EXCERPT:
=== Begin Enclosure ===
Covid-19 Impact: Why edge computing is gaining popularity
THE PANDEMIC HAS compelled enterprises to rapidly move their critical workload to the cloud to ensure seamless functioning of business. As cloud is gaining momentum, and enterprises are frantically looking for ways to optimise their network, storage and agility, edge computing has turned out to be the perfect solution.
To understand where edge computing fits in the whole spectrum of IT infrastructure, we need to begin with the basics— Understanding what actually is edge computing. “Edge computing” is a type of distributed architecture in which data processing occurs close to the source of data, that is, at the “edge” of the system. This approach reduces the need to bounce data back and forth between the cloud and device while maintaining consistent performance. This reduces latency in data transmission and computation, thereby enhancing agility.
With regards to infrastructure, edge computing is a network of local micro data centers for storage and processing purposes. At the same time, the central data centre oversees the proceedings and gets valuable insights into the local data processing. However, we need to be mindful that edge computing is a kind of expansion of cloud computing architecture— an optimised solution for decentralised infrastructure.
The ultimate purpose of edge computing is to bring compute, storage, and network services closer to endpoints and end users to improve overall application performance. Based on this knowledge, IT architects must identify and document instances where edge computing can address existing network performance problems.
How does edge computing work?
In traditional enterprise computing, data is produced at a user’s computer. That data is moved across a WAN such as the internet, through the corporate LAN, where the data is stored and worked upon by an enterprise application. Results of that work are then conveyed back to the end-user. However, if we consider the number of devices that are connected to a company’s server, also the volume of data it generates, it is far too much for a traditional IT infrastructure to accommodate.
So, IT architects have shifted focus from the central data centre to the logical edge of the infrastructure—taking storage and computing resources from the data centre and moving those resources to the point where the data is generated.
=== End Enclosure ===
TASK GOAL: According to the edge computing article, which services is edge computing ultimately meant to bring closer to endpoints and end users? List them all. Rely only on the edge computing article.

RECORDS SUPPLIED:
=== Begin Enclosure ===
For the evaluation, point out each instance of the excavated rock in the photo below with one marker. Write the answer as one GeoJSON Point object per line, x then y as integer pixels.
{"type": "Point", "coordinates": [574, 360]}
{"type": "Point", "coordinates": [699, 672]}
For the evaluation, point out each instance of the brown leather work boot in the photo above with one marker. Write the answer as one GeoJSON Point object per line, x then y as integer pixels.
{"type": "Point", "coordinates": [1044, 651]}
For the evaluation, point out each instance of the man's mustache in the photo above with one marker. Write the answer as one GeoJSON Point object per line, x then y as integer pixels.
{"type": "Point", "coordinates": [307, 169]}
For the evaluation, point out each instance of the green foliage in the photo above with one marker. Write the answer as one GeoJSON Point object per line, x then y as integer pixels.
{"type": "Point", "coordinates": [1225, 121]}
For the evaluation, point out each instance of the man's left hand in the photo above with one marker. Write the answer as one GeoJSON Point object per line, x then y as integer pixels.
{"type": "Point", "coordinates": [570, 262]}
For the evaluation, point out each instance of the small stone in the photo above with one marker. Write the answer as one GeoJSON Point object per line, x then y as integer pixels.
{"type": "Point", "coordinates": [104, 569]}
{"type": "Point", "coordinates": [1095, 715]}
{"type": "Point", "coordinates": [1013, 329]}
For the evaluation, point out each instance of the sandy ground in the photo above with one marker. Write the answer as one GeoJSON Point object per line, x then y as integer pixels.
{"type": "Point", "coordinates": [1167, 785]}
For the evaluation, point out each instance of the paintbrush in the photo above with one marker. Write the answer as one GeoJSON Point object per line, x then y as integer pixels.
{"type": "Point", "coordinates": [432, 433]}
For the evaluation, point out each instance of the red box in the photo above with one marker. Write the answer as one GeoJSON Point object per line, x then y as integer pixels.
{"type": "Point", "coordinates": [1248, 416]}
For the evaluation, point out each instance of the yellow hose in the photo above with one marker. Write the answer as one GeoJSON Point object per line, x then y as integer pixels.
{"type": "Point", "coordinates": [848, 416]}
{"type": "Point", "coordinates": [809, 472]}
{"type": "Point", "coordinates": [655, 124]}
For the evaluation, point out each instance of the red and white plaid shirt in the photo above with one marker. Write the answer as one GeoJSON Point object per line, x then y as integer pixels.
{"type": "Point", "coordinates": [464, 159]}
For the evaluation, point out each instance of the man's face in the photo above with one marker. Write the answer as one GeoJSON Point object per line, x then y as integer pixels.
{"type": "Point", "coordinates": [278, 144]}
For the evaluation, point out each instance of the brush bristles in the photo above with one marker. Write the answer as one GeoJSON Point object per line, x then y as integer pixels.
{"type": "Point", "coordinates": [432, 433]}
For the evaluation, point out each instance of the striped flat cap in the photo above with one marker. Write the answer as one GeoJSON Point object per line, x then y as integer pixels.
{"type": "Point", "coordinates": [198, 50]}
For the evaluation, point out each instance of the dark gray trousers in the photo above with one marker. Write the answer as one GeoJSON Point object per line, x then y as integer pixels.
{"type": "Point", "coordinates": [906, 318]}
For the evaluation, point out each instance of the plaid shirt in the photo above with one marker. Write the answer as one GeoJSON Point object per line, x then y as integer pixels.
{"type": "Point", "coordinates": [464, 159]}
=== End Enclosure ===
RESPONSE TO THE EXERCISE: Compute, storage, and network services.